Production query plans without production data (via) Radim Marek describes the new pg_restore_relation_stats() and pg_restore_attribute_stats() functions that were introduced in PostgreSQL 18 in September 2025.

The PostgreSQL query planner makes use of internal statistics to help it decide how to best execute a query. These statistics often differ between production data and development environments, which means the query plans used in production may not be replicable in development.

PostgreSQL's new features now let you copy those statistics down to your development environment, allowing you to simulate the plans for production workloads without needing to copy in all of that data first.

## Instructions to follow
Reproduce the part of the passage on PostgreSQL planner statistics that falls between "PostgreSQL's new features" and "that data first.", inclusive, without changing a word.

## Stored records
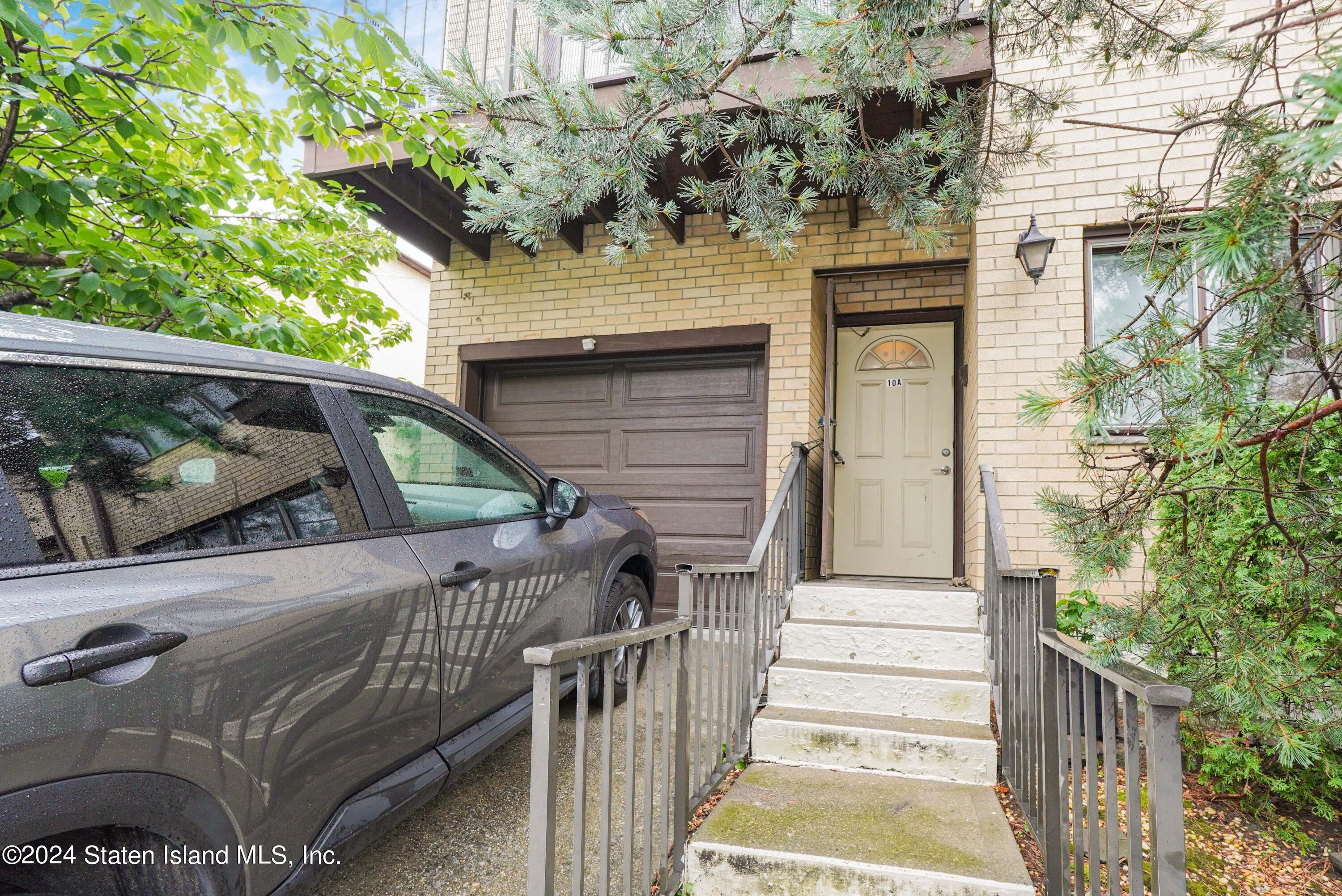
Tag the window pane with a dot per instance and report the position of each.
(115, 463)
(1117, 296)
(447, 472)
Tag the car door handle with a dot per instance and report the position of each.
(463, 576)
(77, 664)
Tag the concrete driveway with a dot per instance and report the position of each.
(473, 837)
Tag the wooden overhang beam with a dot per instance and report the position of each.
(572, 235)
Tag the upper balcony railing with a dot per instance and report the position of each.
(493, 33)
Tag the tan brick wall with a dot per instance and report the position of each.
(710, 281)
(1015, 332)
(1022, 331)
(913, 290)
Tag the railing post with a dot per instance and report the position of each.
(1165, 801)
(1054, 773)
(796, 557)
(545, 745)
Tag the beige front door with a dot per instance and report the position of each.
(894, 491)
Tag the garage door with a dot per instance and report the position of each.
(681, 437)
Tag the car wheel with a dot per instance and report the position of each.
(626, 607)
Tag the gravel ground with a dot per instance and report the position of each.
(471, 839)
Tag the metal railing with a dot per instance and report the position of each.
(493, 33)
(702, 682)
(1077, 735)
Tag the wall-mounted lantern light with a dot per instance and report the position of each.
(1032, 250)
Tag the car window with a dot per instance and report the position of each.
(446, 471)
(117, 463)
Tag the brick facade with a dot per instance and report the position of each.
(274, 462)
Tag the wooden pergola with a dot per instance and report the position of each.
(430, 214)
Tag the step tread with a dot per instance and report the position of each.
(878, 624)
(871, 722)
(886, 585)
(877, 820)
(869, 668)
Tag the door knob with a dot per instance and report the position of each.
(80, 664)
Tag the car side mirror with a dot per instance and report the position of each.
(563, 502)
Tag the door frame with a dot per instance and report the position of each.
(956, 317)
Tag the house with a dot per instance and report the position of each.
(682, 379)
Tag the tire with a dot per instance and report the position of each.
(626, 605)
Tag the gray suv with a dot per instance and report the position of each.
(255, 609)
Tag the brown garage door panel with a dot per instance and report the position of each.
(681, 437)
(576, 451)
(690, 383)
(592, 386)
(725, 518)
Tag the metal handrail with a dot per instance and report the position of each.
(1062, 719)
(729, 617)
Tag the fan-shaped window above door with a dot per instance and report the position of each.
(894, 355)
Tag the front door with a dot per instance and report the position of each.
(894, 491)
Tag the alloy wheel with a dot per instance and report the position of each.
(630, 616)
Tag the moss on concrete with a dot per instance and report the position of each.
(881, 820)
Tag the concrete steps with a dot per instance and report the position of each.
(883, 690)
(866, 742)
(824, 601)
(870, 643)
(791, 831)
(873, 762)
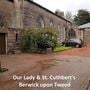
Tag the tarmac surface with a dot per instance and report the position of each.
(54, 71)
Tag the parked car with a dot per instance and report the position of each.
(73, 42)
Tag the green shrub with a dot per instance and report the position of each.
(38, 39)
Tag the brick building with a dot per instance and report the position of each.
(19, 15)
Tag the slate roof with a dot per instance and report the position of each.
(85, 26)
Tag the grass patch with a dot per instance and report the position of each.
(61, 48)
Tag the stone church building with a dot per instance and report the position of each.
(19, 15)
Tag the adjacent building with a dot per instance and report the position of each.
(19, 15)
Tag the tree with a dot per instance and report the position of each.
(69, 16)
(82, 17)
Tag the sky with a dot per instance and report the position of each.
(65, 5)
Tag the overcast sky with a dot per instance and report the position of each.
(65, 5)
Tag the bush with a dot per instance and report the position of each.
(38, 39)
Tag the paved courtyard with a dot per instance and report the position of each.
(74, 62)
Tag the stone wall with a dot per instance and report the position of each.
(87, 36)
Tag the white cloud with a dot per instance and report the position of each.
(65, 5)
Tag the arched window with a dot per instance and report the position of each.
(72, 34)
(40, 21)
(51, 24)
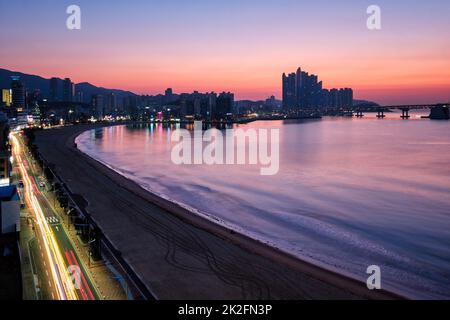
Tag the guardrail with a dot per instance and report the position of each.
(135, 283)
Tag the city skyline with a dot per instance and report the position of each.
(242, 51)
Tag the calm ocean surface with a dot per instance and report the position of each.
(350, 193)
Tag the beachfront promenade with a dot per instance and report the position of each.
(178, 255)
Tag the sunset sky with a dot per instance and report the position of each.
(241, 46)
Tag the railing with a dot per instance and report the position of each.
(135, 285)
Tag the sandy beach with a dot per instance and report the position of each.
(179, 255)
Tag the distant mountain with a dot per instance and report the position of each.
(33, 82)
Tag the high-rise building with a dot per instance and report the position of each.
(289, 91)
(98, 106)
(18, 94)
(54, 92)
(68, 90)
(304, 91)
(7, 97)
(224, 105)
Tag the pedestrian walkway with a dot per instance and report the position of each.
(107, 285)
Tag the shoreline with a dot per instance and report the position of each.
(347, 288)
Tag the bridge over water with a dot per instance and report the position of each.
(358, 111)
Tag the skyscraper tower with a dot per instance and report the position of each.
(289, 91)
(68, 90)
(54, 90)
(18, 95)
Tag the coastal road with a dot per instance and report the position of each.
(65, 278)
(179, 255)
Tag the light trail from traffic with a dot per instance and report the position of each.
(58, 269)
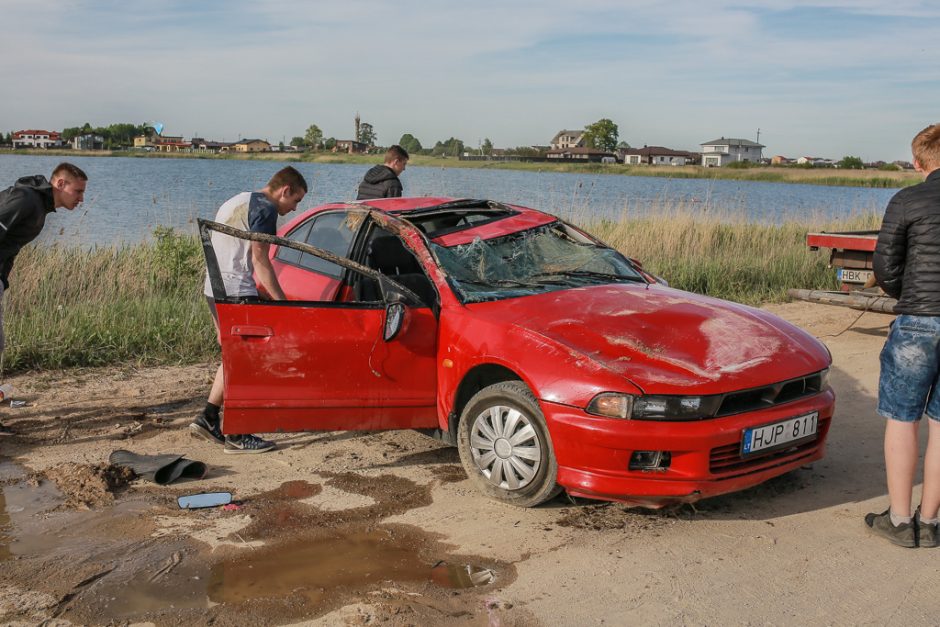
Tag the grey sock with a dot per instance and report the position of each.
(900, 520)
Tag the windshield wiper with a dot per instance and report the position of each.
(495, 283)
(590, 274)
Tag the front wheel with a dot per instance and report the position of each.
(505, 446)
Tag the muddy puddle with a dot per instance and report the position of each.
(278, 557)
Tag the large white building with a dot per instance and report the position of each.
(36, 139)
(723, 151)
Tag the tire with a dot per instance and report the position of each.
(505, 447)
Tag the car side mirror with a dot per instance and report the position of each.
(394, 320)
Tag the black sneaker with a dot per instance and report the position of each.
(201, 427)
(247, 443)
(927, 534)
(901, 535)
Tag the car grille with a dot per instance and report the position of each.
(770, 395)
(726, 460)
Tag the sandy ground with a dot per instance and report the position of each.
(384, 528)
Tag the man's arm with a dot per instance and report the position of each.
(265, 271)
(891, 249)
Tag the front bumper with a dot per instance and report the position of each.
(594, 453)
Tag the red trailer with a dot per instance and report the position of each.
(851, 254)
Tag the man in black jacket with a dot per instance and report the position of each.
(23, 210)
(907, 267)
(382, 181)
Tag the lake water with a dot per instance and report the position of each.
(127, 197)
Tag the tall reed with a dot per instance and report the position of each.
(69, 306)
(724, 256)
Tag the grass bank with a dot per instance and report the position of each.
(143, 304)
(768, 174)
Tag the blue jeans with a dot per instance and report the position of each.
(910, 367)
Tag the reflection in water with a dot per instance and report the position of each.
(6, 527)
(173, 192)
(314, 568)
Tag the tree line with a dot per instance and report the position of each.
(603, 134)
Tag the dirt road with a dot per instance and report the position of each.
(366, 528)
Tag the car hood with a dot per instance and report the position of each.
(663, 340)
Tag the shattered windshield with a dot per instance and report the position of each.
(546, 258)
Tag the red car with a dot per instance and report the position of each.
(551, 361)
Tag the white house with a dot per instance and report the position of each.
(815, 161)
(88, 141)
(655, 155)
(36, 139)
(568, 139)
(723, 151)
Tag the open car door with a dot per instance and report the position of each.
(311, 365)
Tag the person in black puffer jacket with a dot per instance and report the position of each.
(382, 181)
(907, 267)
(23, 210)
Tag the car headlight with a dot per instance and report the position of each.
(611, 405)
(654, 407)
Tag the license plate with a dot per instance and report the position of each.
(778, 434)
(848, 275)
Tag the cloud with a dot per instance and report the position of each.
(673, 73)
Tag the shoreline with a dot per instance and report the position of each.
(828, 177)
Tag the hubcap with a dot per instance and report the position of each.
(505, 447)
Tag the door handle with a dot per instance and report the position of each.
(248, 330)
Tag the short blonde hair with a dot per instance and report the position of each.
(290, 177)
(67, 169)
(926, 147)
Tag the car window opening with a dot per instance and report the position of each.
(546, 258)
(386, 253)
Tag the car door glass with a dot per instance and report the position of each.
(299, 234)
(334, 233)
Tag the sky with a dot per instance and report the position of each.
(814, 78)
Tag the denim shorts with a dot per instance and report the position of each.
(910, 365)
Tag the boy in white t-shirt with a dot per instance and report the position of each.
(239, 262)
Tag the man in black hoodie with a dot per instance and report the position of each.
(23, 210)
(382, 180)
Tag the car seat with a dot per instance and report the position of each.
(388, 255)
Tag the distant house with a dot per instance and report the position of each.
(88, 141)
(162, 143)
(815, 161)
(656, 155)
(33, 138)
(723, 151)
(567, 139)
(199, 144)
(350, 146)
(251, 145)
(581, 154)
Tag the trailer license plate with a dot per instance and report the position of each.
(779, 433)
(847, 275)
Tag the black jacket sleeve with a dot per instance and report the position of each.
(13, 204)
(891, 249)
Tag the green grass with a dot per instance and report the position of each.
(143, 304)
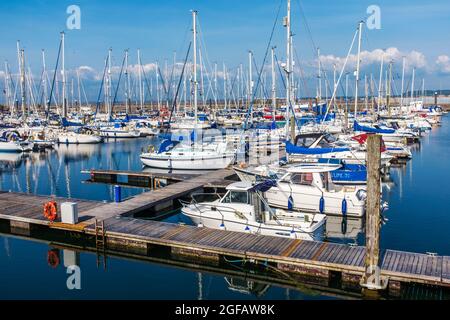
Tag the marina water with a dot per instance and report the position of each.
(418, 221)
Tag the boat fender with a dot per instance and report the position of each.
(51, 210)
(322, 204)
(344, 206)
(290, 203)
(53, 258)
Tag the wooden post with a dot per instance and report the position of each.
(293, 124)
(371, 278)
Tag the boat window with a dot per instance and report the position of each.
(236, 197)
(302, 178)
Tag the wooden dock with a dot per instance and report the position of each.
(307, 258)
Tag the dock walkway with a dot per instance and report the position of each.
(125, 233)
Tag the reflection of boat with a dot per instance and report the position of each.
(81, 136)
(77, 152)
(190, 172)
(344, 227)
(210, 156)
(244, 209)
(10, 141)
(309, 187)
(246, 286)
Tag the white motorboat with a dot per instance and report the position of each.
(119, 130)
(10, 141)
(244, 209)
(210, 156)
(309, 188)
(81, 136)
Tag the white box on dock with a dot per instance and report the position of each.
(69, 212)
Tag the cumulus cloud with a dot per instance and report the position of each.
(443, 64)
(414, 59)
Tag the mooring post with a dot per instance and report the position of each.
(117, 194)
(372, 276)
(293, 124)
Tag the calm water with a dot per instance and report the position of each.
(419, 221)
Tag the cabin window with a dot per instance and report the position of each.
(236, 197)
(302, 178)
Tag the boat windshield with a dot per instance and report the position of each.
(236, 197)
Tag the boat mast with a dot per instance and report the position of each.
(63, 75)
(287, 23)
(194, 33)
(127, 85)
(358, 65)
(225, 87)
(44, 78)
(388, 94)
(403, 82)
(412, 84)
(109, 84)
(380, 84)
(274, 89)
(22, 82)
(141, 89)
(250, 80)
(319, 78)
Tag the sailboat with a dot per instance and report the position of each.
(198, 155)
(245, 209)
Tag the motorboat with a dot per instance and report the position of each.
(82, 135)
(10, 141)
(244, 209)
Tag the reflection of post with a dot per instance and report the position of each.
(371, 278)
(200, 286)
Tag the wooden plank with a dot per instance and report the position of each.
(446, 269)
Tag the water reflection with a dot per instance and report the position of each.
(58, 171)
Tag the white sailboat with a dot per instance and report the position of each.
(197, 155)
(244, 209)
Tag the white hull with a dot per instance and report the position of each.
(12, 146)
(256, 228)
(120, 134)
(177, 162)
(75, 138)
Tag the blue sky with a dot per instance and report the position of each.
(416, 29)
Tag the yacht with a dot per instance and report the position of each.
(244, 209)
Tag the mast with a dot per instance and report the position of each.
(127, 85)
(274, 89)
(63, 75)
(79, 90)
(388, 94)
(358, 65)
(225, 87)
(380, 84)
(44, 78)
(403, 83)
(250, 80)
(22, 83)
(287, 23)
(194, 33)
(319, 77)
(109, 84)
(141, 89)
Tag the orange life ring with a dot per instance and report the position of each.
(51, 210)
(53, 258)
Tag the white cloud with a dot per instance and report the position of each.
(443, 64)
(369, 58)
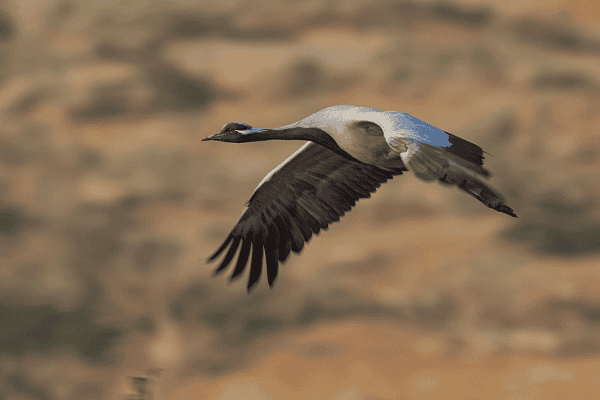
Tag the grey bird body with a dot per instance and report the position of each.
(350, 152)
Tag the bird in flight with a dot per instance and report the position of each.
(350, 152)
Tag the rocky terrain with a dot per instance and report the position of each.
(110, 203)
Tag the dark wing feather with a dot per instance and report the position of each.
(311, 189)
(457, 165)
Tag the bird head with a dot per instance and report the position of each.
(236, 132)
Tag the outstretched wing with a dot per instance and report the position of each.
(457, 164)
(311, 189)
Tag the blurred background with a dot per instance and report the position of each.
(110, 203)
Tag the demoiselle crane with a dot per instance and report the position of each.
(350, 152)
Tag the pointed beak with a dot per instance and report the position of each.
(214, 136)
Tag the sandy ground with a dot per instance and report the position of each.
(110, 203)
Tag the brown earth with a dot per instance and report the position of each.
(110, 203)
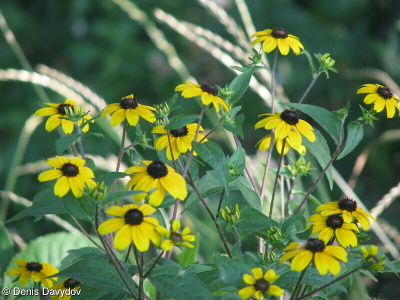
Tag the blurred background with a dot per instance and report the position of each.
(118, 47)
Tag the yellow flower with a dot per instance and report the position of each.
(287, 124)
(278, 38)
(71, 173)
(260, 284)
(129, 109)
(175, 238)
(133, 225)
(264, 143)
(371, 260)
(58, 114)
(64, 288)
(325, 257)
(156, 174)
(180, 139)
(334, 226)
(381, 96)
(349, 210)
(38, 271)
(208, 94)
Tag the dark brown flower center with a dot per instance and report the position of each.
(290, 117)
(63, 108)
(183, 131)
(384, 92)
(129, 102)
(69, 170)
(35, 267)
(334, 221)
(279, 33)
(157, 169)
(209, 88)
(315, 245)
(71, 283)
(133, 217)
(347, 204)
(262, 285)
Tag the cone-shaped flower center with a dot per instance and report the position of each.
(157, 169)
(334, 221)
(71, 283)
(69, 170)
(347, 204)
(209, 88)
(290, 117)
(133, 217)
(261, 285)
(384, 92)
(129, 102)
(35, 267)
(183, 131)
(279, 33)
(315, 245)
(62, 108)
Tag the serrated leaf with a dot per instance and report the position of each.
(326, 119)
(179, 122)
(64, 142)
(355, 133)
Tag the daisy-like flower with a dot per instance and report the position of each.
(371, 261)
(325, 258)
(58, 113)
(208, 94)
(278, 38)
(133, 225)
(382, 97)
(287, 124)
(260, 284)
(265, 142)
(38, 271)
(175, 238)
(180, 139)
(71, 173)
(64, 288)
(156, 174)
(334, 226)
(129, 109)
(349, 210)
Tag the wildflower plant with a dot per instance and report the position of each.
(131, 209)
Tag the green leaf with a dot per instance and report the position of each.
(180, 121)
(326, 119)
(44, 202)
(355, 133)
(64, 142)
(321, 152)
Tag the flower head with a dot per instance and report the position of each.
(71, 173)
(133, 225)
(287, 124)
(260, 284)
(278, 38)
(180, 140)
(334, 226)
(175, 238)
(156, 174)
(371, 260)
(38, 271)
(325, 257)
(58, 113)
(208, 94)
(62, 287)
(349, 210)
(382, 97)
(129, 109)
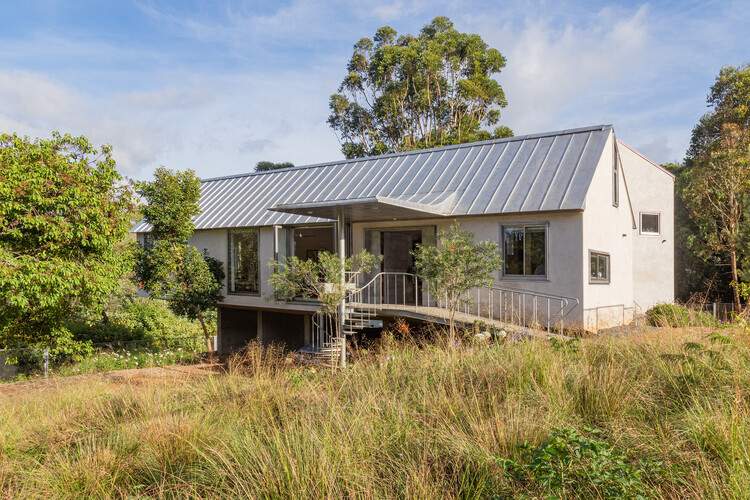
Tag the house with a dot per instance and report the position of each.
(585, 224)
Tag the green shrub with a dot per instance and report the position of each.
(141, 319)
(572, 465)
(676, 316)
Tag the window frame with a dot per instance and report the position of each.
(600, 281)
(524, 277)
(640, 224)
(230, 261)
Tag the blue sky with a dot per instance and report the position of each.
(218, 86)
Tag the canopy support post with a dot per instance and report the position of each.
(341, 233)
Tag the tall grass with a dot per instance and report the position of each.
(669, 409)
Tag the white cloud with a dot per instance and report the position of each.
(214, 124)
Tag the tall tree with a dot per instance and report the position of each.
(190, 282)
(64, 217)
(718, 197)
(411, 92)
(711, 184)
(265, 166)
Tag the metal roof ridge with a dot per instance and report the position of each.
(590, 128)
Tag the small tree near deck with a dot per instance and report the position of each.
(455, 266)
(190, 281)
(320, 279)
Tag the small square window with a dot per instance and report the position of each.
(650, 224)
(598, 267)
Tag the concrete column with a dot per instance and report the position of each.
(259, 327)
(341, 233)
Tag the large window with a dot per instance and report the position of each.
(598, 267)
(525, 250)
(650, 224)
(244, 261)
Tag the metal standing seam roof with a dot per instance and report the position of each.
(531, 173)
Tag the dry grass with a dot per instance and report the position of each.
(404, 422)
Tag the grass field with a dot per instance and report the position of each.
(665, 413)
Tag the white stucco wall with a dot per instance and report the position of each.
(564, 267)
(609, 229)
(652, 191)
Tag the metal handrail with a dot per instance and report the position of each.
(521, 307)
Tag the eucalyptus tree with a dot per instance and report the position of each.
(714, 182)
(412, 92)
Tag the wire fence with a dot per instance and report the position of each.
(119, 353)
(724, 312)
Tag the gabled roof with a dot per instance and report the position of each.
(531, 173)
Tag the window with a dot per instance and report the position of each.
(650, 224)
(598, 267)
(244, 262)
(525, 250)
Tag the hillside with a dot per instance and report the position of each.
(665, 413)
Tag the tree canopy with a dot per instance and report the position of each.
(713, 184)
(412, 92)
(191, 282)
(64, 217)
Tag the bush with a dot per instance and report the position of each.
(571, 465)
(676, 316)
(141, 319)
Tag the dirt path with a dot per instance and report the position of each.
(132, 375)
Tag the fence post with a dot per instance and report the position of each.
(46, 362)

## Completed task
PostgreSQL's new features now let you copy those statistics down to your development environment, allowing you to simulate the plans for production workloads without needing to copy in all of that data first.